» **WHAT IS EXPECTED**
The records are set out below this line. Return exactly the lines from the one containing "TARGET = drainpipe" through the last, and exclude the pictures.

# Start of INPUT ROWS

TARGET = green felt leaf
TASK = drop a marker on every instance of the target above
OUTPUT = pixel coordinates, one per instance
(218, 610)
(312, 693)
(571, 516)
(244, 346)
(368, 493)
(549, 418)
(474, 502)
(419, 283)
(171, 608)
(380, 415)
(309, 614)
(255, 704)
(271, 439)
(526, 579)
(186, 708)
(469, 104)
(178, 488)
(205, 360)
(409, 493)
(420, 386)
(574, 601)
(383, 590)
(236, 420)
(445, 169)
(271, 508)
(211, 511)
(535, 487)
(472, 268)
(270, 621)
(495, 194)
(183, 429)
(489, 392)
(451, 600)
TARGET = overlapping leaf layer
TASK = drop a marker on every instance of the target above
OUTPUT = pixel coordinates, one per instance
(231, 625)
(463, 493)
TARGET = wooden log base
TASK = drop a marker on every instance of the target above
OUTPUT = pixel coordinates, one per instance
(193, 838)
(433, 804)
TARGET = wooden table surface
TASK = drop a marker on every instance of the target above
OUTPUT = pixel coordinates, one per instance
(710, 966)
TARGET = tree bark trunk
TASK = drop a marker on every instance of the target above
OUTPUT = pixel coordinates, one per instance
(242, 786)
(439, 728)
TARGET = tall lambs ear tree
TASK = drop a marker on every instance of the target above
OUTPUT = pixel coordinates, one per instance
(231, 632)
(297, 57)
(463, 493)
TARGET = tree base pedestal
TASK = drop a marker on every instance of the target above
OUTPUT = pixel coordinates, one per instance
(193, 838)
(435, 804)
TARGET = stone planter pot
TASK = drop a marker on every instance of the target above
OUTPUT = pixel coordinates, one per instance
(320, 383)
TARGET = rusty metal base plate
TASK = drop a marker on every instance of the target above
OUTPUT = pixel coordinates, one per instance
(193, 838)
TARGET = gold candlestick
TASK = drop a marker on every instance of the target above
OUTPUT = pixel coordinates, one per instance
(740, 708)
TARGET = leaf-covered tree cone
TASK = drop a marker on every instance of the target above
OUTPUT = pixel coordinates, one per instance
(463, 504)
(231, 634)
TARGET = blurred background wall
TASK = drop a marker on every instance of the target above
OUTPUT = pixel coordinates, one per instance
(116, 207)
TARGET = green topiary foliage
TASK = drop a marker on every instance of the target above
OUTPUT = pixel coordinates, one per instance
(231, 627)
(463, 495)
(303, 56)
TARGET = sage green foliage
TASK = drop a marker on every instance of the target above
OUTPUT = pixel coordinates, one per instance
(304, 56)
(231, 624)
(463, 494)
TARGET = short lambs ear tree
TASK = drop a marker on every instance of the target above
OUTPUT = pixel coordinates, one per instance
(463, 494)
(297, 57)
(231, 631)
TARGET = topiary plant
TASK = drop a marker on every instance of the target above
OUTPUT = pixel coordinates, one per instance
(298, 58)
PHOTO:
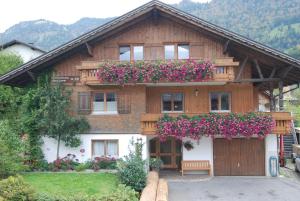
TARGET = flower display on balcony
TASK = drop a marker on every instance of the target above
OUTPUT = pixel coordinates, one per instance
(144, 72)
(214, 124)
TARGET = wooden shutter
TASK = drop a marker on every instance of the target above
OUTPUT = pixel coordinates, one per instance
(124, 103)
(84, 102)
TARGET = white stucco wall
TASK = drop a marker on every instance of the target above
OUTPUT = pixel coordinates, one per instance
(50, 145)
(271, 150)
(25, 52)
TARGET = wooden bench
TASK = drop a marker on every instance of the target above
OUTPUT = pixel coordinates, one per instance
(195, 165)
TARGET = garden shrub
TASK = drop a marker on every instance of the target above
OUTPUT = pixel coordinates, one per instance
(10, 161)
(132, 170)
(81, 167)
(15, 189)
(103, 163)
(68, 162)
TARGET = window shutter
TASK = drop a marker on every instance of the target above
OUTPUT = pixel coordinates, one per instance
(124, 103)
(84, 103)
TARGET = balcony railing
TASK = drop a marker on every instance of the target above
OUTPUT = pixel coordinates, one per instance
(224, 71)
(282, 125)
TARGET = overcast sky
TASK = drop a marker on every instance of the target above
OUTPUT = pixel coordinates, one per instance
(65, 11)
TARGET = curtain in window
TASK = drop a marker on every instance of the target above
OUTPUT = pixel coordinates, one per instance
(111, 102)
(98, 148)
(112, 148)
(84, 106)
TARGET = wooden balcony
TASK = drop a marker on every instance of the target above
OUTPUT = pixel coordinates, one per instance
(224, 72)
(282, 119)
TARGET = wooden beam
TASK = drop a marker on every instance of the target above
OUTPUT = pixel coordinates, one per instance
(285, 71)
(259, 80)
(242, 67)
(273, 72)
(280, 88)
(155, 16)
(225, 48)
(89, 49)
(31, 75)
(258, 69)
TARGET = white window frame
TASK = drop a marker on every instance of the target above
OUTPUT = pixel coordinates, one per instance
(219, 99)
(105, 112)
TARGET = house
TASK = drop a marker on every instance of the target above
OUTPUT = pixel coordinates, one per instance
(118, 111)
(26, 51)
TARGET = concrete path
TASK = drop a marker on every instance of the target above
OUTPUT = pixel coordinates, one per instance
(236, 189)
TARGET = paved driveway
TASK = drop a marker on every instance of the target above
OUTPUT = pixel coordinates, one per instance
(236, 188)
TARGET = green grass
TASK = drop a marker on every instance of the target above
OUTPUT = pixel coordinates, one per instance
(72, 183)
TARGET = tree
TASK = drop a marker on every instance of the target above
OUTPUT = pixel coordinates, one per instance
(56, 121)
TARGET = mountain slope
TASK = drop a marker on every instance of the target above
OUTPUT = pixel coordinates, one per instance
(273, 22)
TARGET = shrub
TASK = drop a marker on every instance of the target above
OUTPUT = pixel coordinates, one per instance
(10, 161)
(104, 163)
(68, 162)
(80, 167)
(15, 189)
(122, 193)
(132, 171)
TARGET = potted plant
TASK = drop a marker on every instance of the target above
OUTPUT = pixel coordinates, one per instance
(155, 164)
(188, 145)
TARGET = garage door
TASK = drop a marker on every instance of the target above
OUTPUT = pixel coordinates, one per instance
(239, 157)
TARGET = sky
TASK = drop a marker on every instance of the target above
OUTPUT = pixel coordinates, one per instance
(65, 11)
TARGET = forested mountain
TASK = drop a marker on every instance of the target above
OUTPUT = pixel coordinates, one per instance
(273, 22)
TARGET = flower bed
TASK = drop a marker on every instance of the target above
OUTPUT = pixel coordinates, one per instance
(214, 124)
(143, 72)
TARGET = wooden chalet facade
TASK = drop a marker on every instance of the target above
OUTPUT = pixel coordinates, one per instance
(244, 79)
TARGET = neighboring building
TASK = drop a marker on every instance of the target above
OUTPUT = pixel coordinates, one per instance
(25, 50)
(155, 31)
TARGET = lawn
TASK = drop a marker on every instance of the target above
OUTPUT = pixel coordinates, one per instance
(72, 183)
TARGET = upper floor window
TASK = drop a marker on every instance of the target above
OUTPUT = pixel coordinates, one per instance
(124, 53)
(183, 51)
(138, 53)
(169, 51)
(172, 102)
(105, 148)
(180, 51)
(104, 103)
(220, 102)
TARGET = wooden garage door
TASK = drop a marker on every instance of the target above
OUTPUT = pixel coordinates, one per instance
(239, 157)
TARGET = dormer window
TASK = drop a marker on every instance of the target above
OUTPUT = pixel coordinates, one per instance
(177, 51)
(131, 52)
(124, 53)
(183, 51)
(138, 53)
(169, 52)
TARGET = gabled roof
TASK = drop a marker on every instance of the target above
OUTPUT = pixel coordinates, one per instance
(17, 77)
(15, 42)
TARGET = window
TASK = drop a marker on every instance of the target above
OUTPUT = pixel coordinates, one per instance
(84, 106)
(169, 51)
(183, 51)
(138, 53)
(104, 103)
(219, 102)
(124, 52)
(172, 102)
(108, 148)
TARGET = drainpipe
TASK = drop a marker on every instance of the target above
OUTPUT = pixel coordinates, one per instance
(281, 108)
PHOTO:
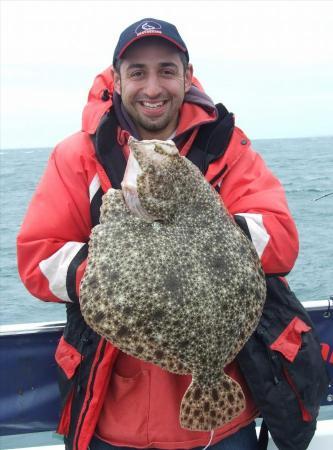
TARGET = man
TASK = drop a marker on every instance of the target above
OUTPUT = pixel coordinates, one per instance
(110, 399)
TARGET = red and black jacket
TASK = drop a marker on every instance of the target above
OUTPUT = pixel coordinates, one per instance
(52, 243)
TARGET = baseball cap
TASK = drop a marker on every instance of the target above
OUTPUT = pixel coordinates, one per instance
(145, 28)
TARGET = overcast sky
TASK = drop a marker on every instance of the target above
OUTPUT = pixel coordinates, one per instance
(269, 62)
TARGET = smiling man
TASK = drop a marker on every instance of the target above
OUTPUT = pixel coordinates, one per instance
(109, 399)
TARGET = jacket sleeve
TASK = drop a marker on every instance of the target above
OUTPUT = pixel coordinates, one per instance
(52, 242)
(256, 198)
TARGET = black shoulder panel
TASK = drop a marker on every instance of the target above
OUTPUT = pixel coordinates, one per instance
(212, 139)
(109, 153)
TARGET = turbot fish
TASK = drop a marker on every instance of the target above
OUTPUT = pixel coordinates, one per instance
(171, 279)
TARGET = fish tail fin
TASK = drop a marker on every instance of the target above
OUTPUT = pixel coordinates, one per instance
(205, 408)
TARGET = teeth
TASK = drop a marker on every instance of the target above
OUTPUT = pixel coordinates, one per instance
(152, 105)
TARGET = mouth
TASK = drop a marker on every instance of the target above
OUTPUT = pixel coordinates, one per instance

# End of INPUT ROWS

» **RESULT OF THE TASK**
TARGET = drainpipe
TASK = drop a marker on every instance of the target above
OUTPUT = pixel coordinates, one per instance
(281, 108)
PHOTO:
TARGET = man
TASK = drop a marker on every instance of the target above
OUTPUT = pixel coordinates, one per instance
(110, 399)
TARGET = red and black jacket
TASK = drop a marker on every instance of the target above
OUTPUT = pixel coordinates, one per instance
(52, 243)
TARGET = baseball cap
TASK = drop a marker on every instance of the target above
OUTPUT = pixel coordinates, one per instance
(145, 28)
TARGET = overcast sky
TASK = drop a marker on every instance of the target above
OUTPUT = pixel coordinates, one per instance
(269, 62)
TARGET = smiling man
TASK = drop a marker on every instance of the target above
OUTPUT = pixel coordinates, one per instance
(109, 399)
TARGET = jacket sleeve
TASK = drop a marker on every instance of the target above
OUTPUT = pixel coordinates, one per instance
(52, 242)
(256, 198)
TARGET = black shoulder panel
TASK = drop a marker on every instance of the target above
OUTPUT = pixel coordinates, one per instance
(212, 139)
(109, 153)
TARGET = turbot fish
TASK = drop a marker on every instance of the target above
OUTPUT = pixel coordinates, one per instance
(171, 279)
TARGET = fish tail fin
TASK = drop a marker on every instance of the target above
OUTPUT = pixel coordinates, one per instance
(205, 408)
TARGET = teeth
TASK = drop a marker on every instance of the target above
OUTPUT = pixel coordinates, one per instance
(152, 105)
TARGET = mouth
TASK = drop a marker on every instance of the target above
OUTPUT = pixel coordinates, one per instance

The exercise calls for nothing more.